* **Exercise data**:

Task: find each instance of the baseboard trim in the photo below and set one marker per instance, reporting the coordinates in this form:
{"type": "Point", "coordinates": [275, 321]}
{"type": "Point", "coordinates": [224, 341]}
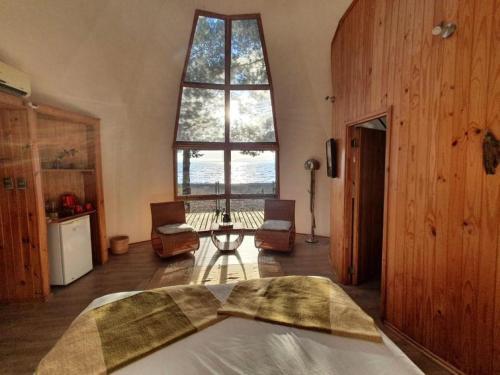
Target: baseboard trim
{"type": "Point", "coordinates": [422, 349]}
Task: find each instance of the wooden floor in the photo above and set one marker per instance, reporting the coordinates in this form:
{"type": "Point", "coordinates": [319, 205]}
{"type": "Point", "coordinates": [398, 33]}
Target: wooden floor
{"type": "Point", "coordinates": [29, 330]}
{"type": "Point", "coordinates": [201, 221]}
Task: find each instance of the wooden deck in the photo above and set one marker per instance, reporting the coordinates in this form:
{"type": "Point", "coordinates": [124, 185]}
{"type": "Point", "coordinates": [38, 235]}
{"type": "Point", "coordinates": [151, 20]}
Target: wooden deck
{"type": "Point", "coordinates": [201, 221]}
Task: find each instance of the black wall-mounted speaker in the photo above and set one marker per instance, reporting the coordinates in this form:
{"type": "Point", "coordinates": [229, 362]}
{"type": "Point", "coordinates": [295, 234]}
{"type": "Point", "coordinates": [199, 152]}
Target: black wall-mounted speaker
{"type": "Point", "coordinates": [331, 158]}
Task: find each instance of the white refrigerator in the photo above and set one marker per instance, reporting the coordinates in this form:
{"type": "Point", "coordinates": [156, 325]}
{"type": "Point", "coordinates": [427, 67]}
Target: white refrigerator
{"type": "Point", "coordinates": [70, 250]}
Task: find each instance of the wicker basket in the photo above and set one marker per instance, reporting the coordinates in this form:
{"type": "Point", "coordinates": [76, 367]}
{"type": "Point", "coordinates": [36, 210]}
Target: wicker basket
{"type": "Point", "coordinates": [119, 245]}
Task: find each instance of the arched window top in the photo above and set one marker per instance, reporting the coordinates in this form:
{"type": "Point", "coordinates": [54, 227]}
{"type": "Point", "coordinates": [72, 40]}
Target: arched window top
{"type": "Point", "coordinates": [226, 152]}
{"type": "Point", "coordinates": [226, 91]}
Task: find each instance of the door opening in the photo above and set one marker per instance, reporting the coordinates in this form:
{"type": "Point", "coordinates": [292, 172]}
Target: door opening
{"type": "Point", "coordinates": [365, 200]}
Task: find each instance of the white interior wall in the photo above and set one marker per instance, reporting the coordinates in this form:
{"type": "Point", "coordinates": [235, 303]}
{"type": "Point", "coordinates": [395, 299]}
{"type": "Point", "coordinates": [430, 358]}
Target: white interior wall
{"type": "Point", "coordinates": [121, 60]}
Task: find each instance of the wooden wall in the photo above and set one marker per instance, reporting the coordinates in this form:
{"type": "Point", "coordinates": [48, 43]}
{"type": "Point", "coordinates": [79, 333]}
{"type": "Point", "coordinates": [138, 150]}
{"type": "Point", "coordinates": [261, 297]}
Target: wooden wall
{"type": "Point", "coordinates": [442, 261]}
{"type": "Point", "coordinates": [22, 255]}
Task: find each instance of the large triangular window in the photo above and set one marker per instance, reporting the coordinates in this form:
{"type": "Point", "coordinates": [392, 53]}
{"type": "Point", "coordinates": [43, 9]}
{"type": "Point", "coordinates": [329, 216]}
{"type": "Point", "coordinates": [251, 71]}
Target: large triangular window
{"type": "Point", "coordinates": [226, 146]}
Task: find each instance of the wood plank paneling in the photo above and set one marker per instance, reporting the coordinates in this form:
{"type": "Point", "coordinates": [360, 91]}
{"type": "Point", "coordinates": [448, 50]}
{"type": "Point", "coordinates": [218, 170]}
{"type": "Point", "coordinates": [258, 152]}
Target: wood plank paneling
{"type": "Point", "coordinates": [20, 265]}
{"type": "Point", "coordinates": [442, 269]}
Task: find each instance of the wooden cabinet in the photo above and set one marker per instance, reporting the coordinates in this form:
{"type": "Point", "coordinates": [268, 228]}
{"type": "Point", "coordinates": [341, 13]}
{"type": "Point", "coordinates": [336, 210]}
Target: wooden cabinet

* **Given problem**: Write out the lines above, from the line containing "Task: find each instance of the wood plank" through the line containing "Target: wood plank paneling", both included, with no changes.

* **Expected output**:
Task: find each instance of the wood plank paneling in the photo above and set one marker per instance, reporting the coordinates in this form:
{"type": "Point", "coordinates": [360, 91]}
{"type": "Point", "coordinates": [448, 50]}
{"type": "Point", "coordinates": [218, 170]}
{"type": "Point", "coordinates": [258, 152]}
Target: wood plank paneling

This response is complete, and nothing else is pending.